Registros de pontos rotulados –
========
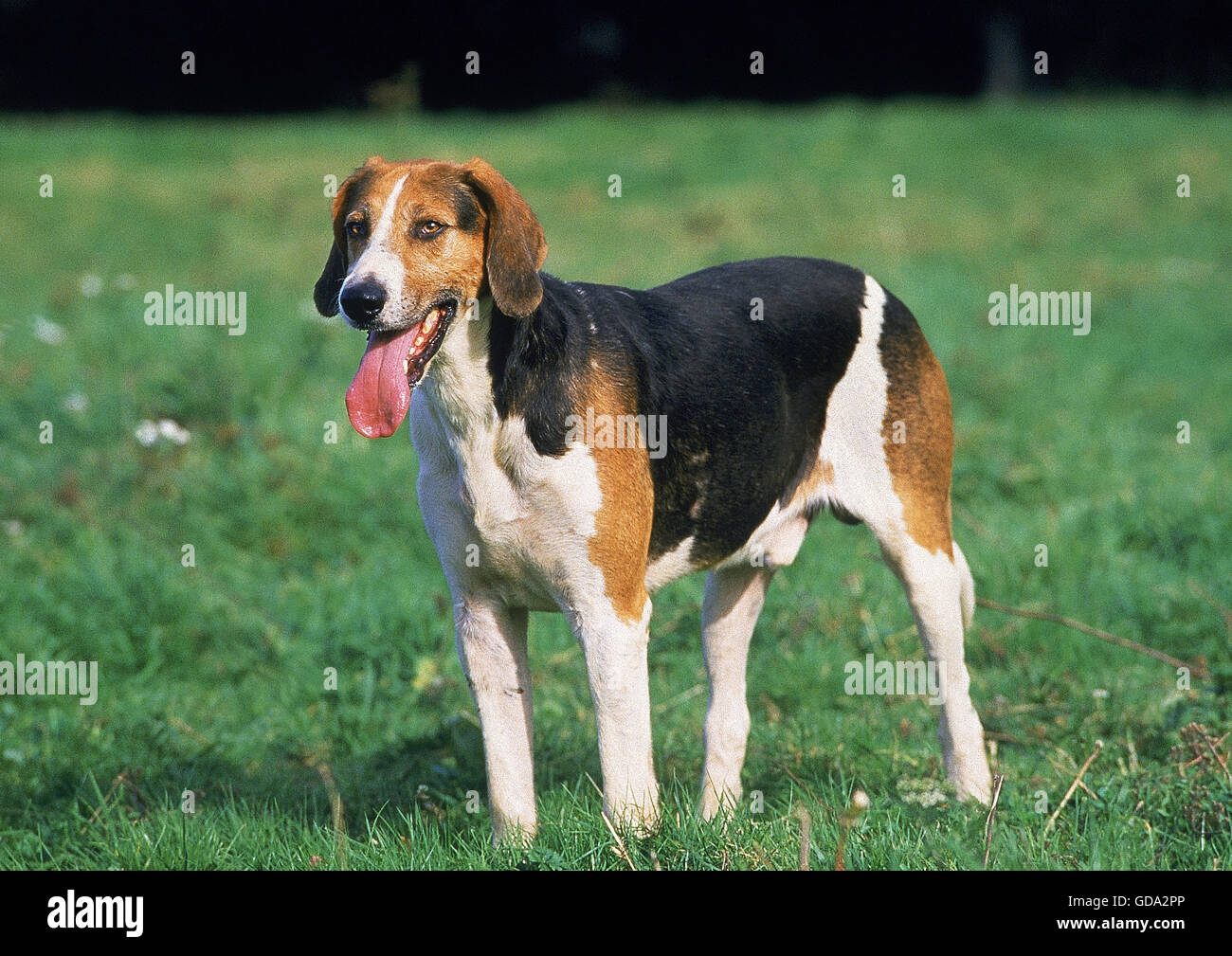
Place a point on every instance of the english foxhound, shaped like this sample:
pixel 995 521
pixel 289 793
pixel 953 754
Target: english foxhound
pixel 787 386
========
Enunciado da tarefa – Nos dados, renomeie "english foxhound" para "foxhound inglês" e reproduza todas as linhas sem nenhuma outra alteração. Não inclua as imagens na resposta.

Resultado do exercício –
Place a point on every instance of the foxhound inglês, shaped like this sample:
pixel 995 521
pixel 289 793
pixel 953 754
Target: foxhound inglês
pixel 787 386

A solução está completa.